Task brief: Quote the entries below from the line with "Target: white vase" through the line with "Target: vaulted ceiling", both ends included, and only those lines.

(Collected data entries)

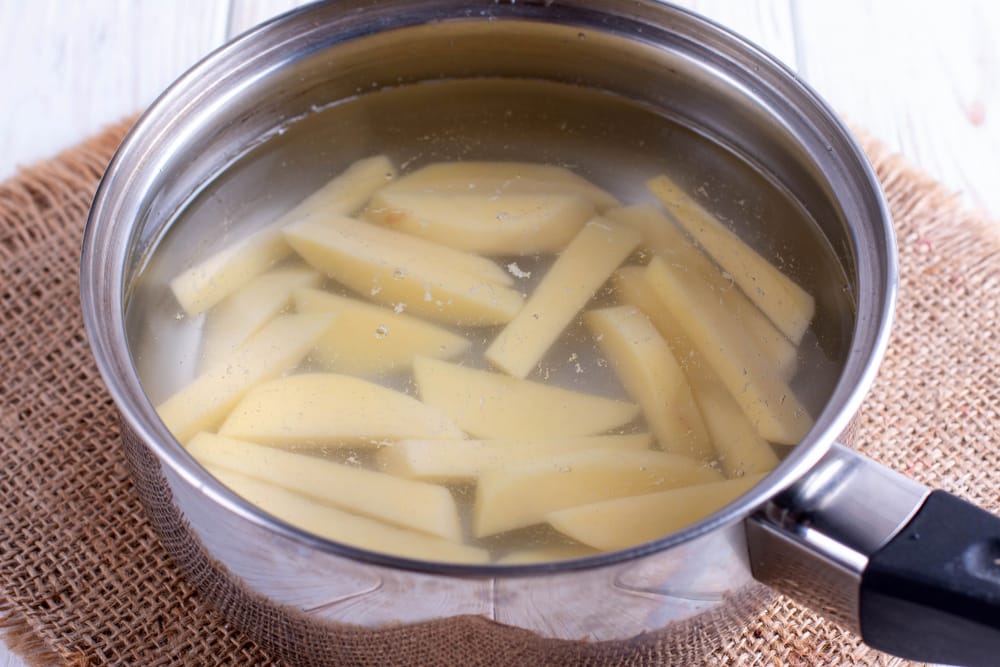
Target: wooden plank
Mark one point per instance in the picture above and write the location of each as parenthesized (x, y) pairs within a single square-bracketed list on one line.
[(101, 61), (245, 14), (922, 79)]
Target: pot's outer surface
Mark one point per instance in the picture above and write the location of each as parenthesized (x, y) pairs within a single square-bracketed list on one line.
[(295, 591)]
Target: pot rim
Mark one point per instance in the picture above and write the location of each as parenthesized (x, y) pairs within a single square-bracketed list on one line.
[(103, 267)]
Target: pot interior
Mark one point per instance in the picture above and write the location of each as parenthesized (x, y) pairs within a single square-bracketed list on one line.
[(617, 97)]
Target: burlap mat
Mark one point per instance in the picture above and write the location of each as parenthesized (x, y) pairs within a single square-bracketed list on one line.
[(84, 581)]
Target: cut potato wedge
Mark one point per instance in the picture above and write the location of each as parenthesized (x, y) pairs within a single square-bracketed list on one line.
[(327, 409), (402, 502), (202, 286), (491, 405), (546, 554), (625, 522), (665, 239), (392, 268), (465, 460), (569, 284), (789, 306), (368, 341), (206, 284), (651, 375), (773, 408), (249, 308), (344, 527), (501, 178), (519, 496), (511, 224), (741, 450), (278, 346)]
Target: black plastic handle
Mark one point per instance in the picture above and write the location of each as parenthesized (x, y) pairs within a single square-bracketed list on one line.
[(933, 592)]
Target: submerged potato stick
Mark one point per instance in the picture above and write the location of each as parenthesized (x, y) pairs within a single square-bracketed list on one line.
[(388, 267), (764, 396), (340, 526), (369, 340), (666, 240), (510, 224), (521, 495), (789, 306), (278, 347), (493, 405), (403, 502), (625, 522), (577, 274), (204, 285), (328, 409), (249, 308), (653, 378)]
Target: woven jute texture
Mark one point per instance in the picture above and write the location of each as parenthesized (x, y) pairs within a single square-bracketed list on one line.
[(84, 580)]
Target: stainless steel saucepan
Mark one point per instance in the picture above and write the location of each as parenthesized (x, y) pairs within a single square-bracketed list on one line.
[(913, 571)]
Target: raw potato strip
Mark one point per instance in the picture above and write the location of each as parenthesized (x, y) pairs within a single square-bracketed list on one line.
[(249, 308), (501, 178), (651, 375), (509, 224), (492, 405), (665, 239), (466, 460), (369, 340), (422, 507), (393, 268), (521, 495), (278, 347), (741, 450), (326, 409), (625, 522), (763, 395), (565, 289), (739, 447), (204, 285), (789, 306), (340, 526)]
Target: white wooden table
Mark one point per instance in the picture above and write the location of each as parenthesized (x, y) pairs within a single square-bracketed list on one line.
[(923, 76)]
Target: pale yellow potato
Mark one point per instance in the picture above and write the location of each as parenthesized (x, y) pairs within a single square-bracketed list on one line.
[(569, 284), (393, 268), (340, 526), (279, 346), (510, 224), (367, 340), (765, 397), (664, 238), (653, 378), (546, 554), (328, 409), (741, 450), (249, 308), (521, 495), (419, 506), (492, 405), (501, 178), (789, 306), (739, 447), (625, 522), (209, 282), (466, 460)]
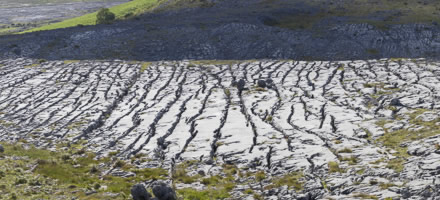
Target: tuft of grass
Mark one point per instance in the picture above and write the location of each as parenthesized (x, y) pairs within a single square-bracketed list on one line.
[(180, 174), (394, 140), (269, 118), (385, 186), (333, 167), (365, 196), (131, 8), (352, 160), (144, 66), (345, 150), (210, 193), (292, 180), (70, 172), (259, 176)]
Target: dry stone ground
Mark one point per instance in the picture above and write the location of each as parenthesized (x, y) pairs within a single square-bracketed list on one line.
[(352, 128)]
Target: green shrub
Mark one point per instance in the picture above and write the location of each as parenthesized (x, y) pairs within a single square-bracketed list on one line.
[(105, 16)]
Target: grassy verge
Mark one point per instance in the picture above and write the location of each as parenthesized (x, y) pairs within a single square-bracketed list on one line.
[(70, 172), (121, 11), (394, 139)]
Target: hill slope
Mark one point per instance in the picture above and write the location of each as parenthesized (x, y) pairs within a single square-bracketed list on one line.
[(250, 29), (305, 130)]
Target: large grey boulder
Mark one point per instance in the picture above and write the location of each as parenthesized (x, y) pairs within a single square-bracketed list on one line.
[(395, 102), (138, 192), (163, 192), (241, 84), (261, 83)]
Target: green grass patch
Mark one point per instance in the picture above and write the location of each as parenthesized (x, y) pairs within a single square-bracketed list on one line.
[(66, 171), (333, 167), (122, 11), (292, 180), (212, 193), (144, 66)]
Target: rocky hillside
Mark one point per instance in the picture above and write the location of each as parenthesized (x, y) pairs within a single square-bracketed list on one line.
[(251, 29), (257, 129)]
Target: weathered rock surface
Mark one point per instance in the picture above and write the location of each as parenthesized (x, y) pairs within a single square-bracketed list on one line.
[(238, 30), (138, 192), (314, 114)]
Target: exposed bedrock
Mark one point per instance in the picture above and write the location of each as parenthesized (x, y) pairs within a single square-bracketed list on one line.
[(340, 129)]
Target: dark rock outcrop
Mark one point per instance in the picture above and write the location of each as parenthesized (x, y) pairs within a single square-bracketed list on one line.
[(261, 83), (138, 192), (163, 192)]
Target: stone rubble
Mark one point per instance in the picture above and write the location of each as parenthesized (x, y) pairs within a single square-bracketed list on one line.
[(314, 113)]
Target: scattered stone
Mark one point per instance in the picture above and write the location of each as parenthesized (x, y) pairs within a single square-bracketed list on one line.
[(241, 84), (416, 150), (396, 102), (261, 83), (163, 192), (121, 173), (428, 116), (138, 192)]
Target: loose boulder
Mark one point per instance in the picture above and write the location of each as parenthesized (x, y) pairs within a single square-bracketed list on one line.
[(163, 192), (261, 83), (241, 84), (395, 102), (138, 192)]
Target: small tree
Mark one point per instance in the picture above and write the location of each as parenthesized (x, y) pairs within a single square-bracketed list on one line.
[(105, 16)]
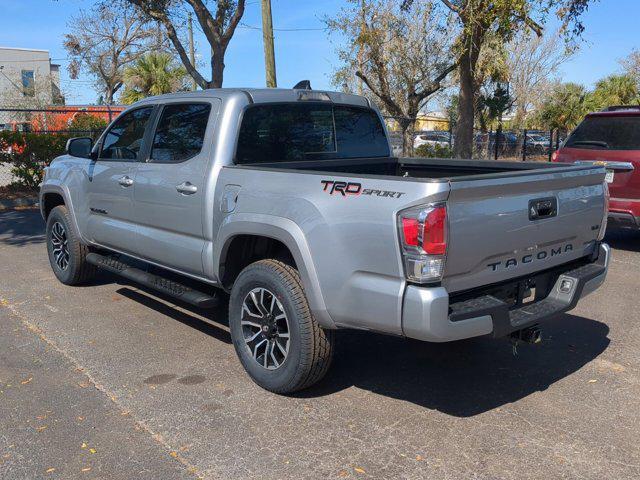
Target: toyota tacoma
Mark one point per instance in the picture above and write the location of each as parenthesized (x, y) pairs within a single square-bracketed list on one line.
[(291, 202)]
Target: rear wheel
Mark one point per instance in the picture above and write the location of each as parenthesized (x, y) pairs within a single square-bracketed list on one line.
[(280, 344), (67, 255)]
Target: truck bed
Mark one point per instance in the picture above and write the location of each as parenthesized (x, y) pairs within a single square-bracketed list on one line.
[(424, 168)]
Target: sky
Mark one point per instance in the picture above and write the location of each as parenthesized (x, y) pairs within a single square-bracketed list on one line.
[(303, 48)]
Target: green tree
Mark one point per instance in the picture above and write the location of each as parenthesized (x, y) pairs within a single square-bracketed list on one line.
[(564, 107), (103, 41), (154, 74), (631, 65), (614, 90), (218, 20), (388, 50), (87, 122), (480, 20)]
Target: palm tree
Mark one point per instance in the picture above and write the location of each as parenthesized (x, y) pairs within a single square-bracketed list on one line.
[(154, 74)]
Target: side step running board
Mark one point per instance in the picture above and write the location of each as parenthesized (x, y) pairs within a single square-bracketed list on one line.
[(156, 282)]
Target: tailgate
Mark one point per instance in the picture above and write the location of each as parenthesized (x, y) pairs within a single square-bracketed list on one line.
[(508, 225)]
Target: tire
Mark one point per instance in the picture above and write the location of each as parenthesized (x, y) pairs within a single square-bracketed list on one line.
[(75, 270), (309, 349)]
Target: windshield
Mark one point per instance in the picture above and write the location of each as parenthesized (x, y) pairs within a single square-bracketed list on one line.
[(309, 131), (607, 133)]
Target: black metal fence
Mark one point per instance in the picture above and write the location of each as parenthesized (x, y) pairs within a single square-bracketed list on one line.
[(499, 144)]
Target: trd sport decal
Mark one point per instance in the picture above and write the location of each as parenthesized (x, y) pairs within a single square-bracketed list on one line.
[(355, 188)]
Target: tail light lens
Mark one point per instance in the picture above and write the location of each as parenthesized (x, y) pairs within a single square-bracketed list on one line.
[(423, 238), (605, 216)]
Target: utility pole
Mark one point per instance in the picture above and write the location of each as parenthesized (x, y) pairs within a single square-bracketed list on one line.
[(192, 54), (267, 38), (360, 52)]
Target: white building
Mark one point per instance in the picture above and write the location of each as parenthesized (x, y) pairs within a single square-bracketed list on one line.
[(28, 79)]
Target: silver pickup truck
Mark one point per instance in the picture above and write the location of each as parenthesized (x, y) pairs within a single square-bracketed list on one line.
[(290, 201)]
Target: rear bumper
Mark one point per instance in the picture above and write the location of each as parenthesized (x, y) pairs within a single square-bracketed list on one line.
[(624, 213), (427, 315)]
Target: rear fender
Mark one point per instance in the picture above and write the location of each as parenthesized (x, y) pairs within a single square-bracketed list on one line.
[(285, 231)]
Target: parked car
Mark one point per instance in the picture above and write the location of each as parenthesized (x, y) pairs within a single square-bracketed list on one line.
[(611, 138), (537, 143), (290, 201), (433, 138)]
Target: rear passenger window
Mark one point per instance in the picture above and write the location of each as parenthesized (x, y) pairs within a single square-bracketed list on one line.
[(180, 132), (309, 131), (124, 139)]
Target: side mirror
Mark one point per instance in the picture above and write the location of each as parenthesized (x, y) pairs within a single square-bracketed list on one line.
[(79, 147)]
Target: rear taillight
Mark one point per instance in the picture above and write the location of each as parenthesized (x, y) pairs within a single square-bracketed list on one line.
[(423, 237), (605, 216)]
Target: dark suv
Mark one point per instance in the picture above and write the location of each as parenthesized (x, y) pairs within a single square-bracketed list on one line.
[(611, 138)]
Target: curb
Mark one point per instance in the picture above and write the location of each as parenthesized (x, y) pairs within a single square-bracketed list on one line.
[(18, 202)]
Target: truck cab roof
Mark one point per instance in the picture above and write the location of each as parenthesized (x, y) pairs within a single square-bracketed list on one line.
[(265, 95)]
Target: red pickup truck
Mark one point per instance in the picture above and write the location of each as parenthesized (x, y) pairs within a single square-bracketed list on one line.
[(611, 138)]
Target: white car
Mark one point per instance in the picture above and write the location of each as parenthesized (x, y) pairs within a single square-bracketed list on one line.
[(435, 138)]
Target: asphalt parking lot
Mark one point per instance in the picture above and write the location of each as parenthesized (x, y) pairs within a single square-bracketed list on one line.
[(110, 381)]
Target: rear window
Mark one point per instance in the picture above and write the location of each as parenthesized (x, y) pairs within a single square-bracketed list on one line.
[(309, 131), (607, 133)]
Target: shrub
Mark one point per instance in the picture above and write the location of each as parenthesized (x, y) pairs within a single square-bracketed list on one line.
[(29, 153), (433, 151)]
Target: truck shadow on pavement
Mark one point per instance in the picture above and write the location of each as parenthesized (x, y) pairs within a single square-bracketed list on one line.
[(20, 228), (464, 378), (188, 315)]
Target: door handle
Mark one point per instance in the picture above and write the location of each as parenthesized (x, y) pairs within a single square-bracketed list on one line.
[(187, 188), (125, 181)]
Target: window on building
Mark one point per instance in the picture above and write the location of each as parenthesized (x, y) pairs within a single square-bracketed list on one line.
[(28, 84), (180, 132)]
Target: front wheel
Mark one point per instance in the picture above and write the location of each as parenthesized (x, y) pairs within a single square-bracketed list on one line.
[(279, 343), (67, 254)]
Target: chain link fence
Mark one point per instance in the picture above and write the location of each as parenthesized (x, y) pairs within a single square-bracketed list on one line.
[(23, 154)]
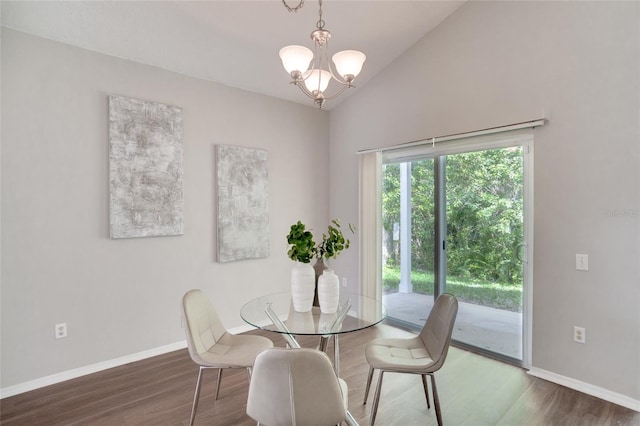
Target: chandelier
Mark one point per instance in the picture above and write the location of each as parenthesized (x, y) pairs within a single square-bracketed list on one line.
[(312, 71)]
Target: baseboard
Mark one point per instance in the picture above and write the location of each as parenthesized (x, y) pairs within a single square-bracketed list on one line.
[(587, 388), (89, 369)]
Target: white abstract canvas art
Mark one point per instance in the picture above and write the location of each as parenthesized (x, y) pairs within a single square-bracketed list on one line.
[(243, 214), (145, 168)]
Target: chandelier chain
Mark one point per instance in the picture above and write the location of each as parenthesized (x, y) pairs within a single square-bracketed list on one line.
[(320, 23), (295, 8)]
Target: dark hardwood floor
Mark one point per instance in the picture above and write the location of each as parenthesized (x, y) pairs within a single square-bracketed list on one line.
[(473, 391)]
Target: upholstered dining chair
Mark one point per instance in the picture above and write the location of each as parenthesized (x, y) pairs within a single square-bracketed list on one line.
[(211, 346), (296, 387), (423, 354)]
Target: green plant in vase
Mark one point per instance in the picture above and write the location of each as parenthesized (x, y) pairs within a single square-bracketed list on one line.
[(332, 244), (301, 245), (301, 250)]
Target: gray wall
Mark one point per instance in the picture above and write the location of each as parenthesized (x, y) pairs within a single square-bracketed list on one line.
[(120, 297), (496, 63)]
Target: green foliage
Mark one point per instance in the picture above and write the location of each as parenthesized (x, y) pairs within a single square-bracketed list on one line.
[(302, 246), (484, 208), (333, 242)]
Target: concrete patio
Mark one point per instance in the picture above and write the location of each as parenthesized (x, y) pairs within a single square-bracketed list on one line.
[(492, 329)]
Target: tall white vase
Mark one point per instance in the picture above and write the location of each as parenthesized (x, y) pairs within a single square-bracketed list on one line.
[(302, 286), (328, 292)]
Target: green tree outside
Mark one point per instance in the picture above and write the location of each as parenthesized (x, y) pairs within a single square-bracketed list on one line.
[(484, 226)]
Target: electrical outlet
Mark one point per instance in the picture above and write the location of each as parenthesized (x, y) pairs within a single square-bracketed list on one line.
[(582, 262), (61, 330)]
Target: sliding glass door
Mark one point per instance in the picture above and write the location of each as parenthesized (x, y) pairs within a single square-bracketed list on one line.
[(455, 222)]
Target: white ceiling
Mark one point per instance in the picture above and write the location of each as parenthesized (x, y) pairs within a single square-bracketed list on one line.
[(235, 43)]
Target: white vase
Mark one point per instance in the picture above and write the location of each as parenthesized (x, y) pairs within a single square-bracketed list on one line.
[(328, 292), (302, 286)]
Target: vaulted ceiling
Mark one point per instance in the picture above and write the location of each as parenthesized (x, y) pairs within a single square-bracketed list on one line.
[(235, 43)]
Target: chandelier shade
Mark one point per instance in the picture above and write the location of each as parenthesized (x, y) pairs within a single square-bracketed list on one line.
[(312, 71)]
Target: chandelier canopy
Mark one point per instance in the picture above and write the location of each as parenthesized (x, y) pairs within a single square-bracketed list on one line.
[(312, 71)]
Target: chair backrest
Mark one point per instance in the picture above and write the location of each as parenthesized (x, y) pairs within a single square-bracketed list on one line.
[(295, 386), (436, 333), (203, 326)]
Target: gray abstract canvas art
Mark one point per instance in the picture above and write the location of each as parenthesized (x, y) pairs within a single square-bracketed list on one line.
[(145, 168), (243, 214)]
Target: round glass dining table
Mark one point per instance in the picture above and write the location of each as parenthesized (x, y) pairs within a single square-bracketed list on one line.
[(275, 313)]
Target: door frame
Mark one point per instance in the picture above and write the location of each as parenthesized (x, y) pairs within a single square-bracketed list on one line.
[(521, 137)]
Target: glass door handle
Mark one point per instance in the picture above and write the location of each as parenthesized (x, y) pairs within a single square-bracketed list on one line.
[(521, 253)]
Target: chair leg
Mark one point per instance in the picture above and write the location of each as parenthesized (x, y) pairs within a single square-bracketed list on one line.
[(376, 399), (196, 397), (218, 384), (366, 389), (436, 401), (426, 389)]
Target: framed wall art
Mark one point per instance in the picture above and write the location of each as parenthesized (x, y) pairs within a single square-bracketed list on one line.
[(243, 199), (145, 169)]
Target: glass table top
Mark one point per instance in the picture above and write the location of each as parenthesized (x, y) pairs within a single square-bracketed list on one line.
[(275, 312)]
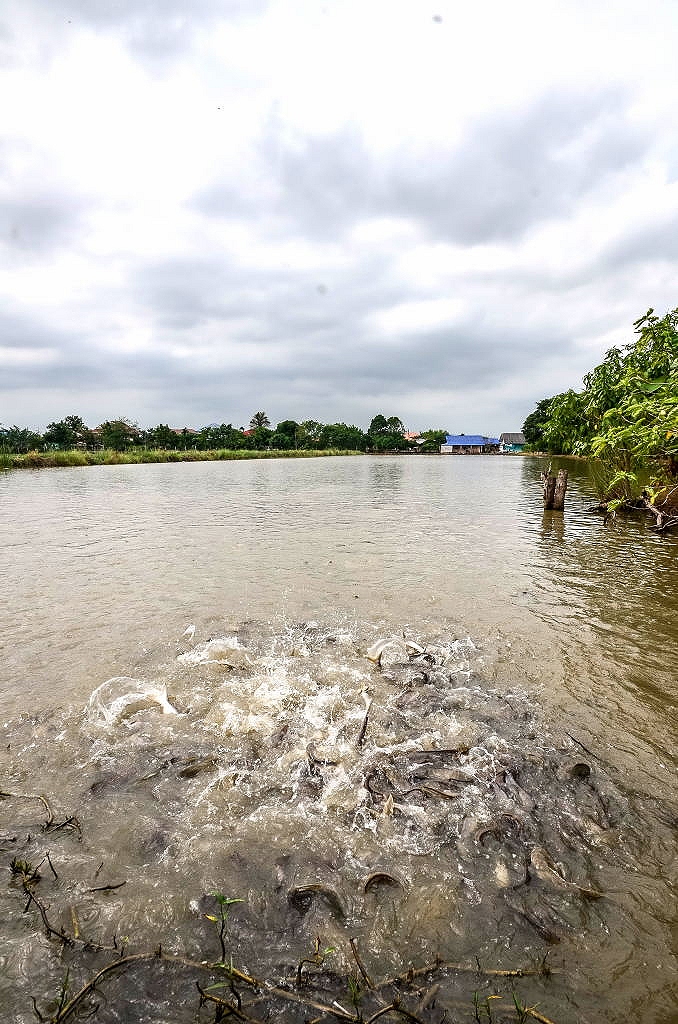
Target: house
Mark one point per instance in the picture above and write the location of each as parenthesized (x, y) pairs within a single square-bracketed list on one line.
[(511, 442), (469, 444)]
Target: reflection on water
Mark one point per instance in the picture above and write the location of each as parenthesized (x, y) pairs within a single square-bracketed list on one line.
[(103, 568)]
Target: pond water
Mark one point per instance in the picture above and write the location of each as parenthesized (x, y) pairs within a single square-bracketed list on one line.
[(386, 698)]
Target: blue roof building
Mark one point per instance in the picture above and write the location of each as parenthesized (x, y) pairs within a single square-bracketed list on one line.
[(469, 444)]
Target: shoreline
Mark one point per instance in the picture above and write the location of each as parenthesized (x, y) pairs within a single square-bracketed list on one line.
[(64, 460)]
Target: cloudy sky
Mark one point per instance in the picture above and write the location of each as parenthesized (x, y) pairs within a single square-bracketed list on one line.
[(328, 209)]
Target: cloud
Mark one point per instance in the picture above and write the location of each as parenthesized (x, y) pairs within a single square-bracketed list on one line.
[(324, 211), (507, 172)]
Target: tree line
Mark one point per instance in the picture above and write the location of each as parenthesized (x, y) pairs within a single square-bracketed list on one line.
[(383, 434), (627, 414)]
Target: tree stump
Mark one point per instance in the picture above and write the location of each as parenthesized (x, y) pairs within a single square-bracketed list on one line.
[(554, 489), (549, 488), (560, 488)]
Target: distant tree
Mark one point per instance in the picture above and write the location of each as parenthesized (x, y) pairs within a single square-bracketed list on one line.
[(378, 425), (19, 439), (223, 436), (387, 434), (308, 434), (119, 434), (260, 439), (343, 436), (161, 436), (432, 439), (533, 428), (68, 433)]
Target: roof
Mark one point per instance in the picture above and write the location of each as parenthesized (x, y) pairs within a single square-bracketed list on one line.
[(470, 439)]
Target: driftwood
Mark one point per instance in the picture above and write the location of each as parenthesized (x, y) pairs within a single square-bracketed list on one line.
[(554, 489), (665, 520)]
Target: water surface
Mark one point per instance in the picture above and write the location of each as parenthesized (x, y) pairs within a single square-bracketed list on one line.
[(550, 637)]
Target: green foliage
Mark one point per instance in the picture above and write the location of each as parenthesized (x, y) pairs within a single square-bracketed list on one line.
[(68, 433), (119, 434), (387, 434), (533, 428), (19, 439), (432, 439), (628, 411)]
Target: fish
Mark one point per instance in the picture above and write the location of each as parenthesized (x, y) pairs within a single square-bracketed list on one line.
[(301, 898), (545, 869), (381, 879), (108, 704)]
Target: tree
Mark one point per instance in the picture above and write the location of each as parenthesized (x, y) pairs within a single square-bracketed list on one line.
[(19, 439), (308, 434), (343, 437), (387, 434), (161, 436), (432, 439), (533, 428), (627, 415), (286, 435), (118, 434), (68, 433)]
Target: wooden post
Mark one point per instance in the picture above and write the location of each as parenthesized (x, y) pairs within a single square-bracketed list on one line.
[(560, 488), (549, 488)]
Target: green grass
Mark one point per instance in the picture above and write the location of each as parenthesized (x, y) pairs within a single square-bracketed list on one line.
[(51, 460)]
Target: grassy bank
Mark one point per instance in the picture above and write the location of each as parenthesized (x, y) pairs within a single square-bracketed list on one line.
[(51, 460)]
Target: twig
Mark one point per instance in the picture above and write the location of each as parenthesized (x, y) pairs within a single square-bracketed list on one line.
[(538, 1017), (28, 796), (361, 965), (439, 965), (394, 1008), (362, 734), (236, 1011)]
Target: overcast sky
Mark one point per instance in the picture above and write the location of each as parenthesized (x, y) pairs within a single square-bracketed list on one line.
[(327, 209)]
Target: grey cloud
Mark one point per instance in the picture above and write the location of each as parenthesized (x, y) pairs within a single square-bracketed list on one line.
[(24, 332), (153, 29), (35, 223), (507, 174), (658, 242)]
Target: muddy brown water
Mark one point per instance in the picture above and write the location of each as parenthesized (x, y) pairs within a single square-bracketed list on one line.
[(380, 698)]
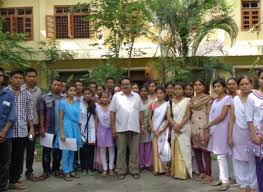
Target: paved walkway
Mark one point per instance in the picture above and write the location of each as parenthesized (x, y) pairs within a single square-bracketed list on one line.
[(147, 183)]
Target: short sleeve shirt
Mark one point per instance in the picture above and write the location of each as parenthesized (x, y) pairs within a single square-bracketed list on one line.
[(127, 110)]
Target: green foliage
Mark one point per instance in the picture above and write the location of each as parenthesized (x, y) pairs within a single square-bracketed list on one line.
[(99, 74), (50, 49), (12, 50)]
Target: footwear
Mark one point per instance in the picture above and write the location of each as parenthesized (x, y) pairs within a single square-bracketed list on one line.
[(32, 178), (224, 187), (67, 177), (216, 183), (16, 186), (43, 177), (136, 176), (104, 174), (111, 173), (121, 176), (74, 175)]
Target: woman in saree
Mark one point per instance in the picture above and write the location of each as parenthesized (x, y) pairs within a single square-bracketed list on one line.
[(179, 116), (158, 125)]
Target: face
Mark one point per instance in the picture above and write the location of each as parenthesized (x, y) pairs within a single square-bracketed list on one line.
[(1, 77), (143, 93), (189, 92), (79, 87), (170, 90), (178, 91), (232, 86), (87, 95), (126, 85), (199, 87), (63, 87), (71, 92), (110, 83), (219, 89), (245, 86), (260, 80), (99, 90), (31, 78), (93, 88), (56, 86), (152, 88), (105, 99), (16, 80), (135, 88), (160, 95), (117, 89)]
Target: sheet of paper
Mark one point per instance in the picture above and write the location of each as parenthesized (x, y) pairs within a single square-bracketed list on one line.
[(70, 144), (47, 141)]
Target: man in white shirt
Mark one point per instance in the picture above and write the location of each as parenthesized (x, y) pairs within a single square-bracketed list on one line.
[(127, 123)]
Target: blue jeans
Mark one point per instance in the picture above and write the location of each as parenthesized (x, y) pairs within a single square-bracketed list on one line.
[(67, 161)]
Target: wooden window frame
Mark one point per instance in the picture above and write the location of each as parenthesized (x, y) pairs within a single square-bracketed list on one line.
[(250, 10), (13, 20), (71, 32)]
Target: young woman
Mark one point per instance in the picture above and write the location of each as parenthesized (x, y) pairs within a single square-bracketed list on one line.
[(232, 86), (88, 110), (188, 90), (104, 135), (151, 91), (179, 117), (158, 125), (69, 115), (238, 137), (218, 123), (135, 88), (146, 154), (255, 123), (169, 91), (200, 108)]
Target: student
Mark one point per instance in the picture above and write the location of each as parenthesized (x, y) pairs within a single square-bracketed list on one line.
[(88, 110), (146, 154), (135, 88), (218, 126), (254, 120), (181, 165), (158, 125), (200, 108), (69, 116), (23, 128), (7, 120), (238, 137), (104, 135)]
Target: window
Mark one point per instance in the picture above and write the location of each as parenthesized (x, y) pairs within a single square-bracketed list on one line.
[(18, 20), (250, 14), (64, 24)]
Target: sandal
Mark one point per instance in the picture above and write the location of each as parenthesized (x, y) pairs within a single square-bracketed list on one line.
[(32, 178), (67, 177), (43, 177)]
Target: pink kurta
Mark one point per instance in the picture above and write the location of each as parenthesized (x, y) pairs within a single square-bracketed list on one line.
[(218, 139)]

Exercise result:
Target: white vase
Mark one point per instance in the picture above and write the location of each as parenthesized (x, y) pairs within a single square-bracketed list on one line.
[(328, 292), (302, 286)]
Target: vaulted ceiling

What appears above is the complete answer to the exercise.